» **BRANO DA LEGGERE**
########
Sei in: Mondi medievali ® Le Opere e i Giorni

a cura di Stefania Mola

 

IN QUESTA PAGINA:

CICLI DEI MESI:

Le opere e i giorni Il calendario miniato delle Tres Riches Heures del Duca di Berry

Cattedrale di Otranto

gennaio, febbraio, marzo, aprile, maggio, giugno, luglio, agosto, settembre, ottobre, novembre, dicembre,

Un tempo senza definizioni
Il tempo nel Medioevo
I calendari figurati
Da leggere

 

 

 

Le opere e i giorni

Per ogni mese dell’anno, sulla scorta delle intenzioni di Esiodo e grazie alle suggestioni di alcuni calendari figurati di età medievale, proponiamo commenti e riflessioni sulle opere (nel senso di lavori agricoli, ma anche più semplicemente “azioni” all’interno del tempo terreno) e sui particolari giorni dell'anno cui esse vengono associate (tenendo conto delle stagioni, ma anche del loro riflesso rituale e tradizionale così come è giunto sino ai nostri giorni).

Mare insondabile! le cui onde sono anni,
Oceano del Tempo, le cui acque di profonda pena
sono salmastre per il sale delle lacrime degli uomini.
Tu, diluvio inarginabile, che nel tuo flusso e riflusso
cingi i limiti di ciò che è mortale
e nauseato di prede eppure gridi ancora
e vomiti i tuoi relitti sulla sponda inospitale,
infido nella bonaccia, e terribile nella tempesta,
chi metterà gemme su di te,
Mare insondabile?
 

P. Bisshe Shelley, Tempo, 1821, in Posthumous Poems of Percy Bisshe Shelley (ed. Mary Shelley), London 1824;
ed. it. con testo a fronte, P. Bisshe Shelley, Poesie, Milano 1989, p. 235.

 

Un tempo senza definizioni

L’istante e l’eterno. Per sua intrinseca natura, il tempo è sempre stato qualcosa di indefinibile, pur essendo indiscutibilmente avvertito come quella realtà che da sempre scandisce la storia esterna a noi, contemporaneamente battendo intimamente anche dentro di noi, e facendone parte integrante.

Per questo i Greci riconoscevano un chronos (tempo convenzionale, “esterno” e misurabile) ed un kairòs (tempo esistenziale, personale, sfuggente per sua natura perché sede delle emozioni e dei pensieri). Per questo chi ha tentato di darne una definizione non si è potuto sottrarre a risultati ambigui e contraddittori: un “vile avversario” per Paul Valéry, la “sostanza di cui sono fatto” per Jorge Luís Borges, “un semplice pseudonimo della vita” per Gramsci, il “divoratore delle cose” per Ovidio, un “vorace cormorano” per Shakespeare, il “boia delle ore” per Gongora, fino al “sinistro iddio, impassibile, spaventoso” di Baudelaire.
########
(Voci di dati estratte)
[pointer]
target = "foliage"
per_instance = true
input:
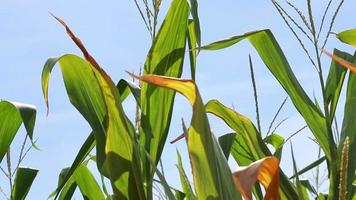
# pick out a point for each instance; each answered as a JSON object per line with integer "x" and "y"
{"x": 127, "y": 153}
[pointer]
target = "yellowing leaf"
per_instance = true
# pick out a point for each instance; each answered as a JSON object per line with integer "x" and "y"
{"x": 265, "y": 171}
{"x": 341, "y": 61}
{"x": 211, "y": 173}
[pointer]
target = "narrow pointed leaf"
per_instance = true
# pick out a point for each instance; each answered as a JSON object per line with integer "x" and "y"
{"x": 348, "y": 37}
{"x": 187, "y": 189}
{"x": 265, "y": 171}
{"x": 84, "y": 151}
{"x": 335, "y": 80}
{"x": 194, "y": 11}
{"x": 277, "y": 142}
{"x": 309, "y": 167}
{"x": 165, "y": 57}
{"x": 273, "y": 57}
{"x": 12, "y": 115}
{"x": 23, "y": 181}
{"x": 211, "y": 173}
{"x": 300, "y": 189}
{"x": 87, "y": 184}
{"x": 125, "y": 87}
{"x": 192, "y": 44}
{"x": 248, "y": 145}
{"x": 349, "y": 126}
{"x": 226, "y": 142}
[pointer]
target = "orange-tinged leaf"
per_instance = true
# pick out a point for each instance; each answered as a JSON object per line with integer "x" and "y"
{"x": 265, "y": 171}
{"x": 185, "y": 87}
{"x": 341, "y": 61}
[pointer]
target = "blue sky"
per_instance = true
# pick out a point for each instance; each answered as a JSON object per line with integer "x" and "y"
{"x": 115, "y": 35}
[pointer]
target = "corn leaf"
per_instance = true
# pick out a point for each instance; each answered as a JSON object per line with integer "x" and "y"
########
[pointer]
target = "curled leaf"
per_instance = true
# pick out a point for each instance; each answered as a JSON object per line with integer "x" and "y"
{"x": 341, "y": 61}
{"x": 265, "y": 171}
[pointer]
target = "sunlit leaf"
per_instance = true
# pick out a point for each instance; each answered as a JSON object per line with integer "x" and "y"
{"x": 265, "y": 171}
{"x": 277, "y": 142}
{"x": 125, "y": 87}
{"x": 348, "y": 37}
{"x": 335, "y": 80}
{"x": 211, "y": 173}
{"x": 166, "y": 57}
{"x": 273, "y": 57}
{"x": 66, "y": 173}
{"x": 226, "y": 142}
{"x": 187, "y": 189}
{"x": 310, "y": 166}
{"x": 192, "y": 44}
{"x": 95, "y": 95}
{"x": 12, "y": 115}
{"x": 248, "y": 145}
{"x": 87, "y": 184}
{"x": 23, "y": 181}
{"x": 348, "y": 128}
########
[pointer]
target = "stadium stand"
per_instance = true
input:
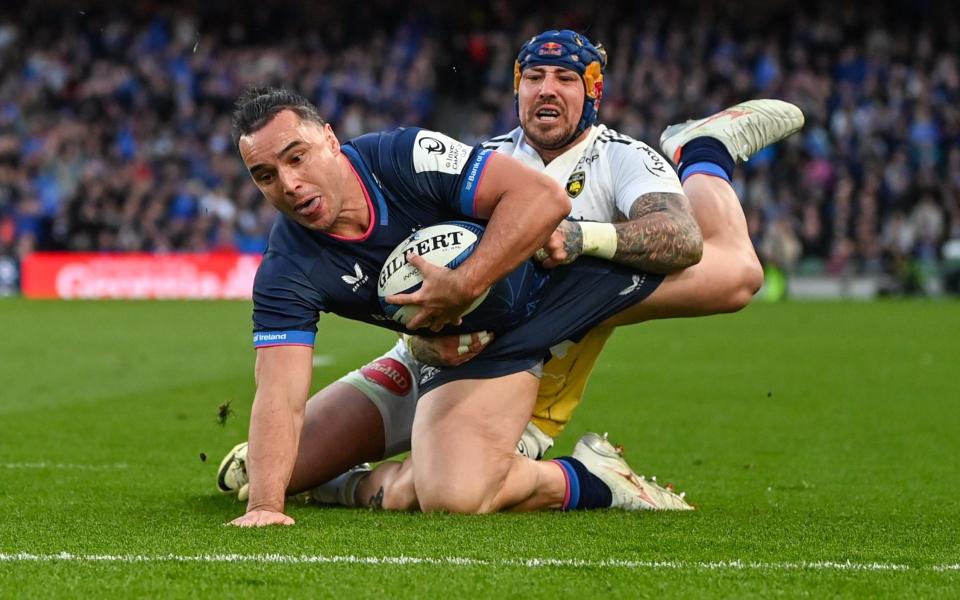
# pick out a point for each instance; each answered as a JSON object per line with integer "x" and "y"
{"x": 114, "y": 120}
########
» **COSA FARE**
Copia dal brano da leggere il passo che va da "Per ogni mese" fino a "ai nostri giorni)." compreso.

» **SOLUZIONE**
Per ogni mese dell’anno, sulla scorta delle intenzioni di Esiodo e grazie alle suggestioni di alcuni calendari figurati di età medievale, proponiamo commenti e riflessioni sulle opere (nel senso di lavori agricoli, ma anche più semplicemente “azioni” all’interno del tempo terreno) e sui particolari giorni dell'anno cui esse vengono associate (tenendo conto delle stagioni, ma anche del loro riflesso rituale e tradizionale così come è giunto sino ai nostri giorni).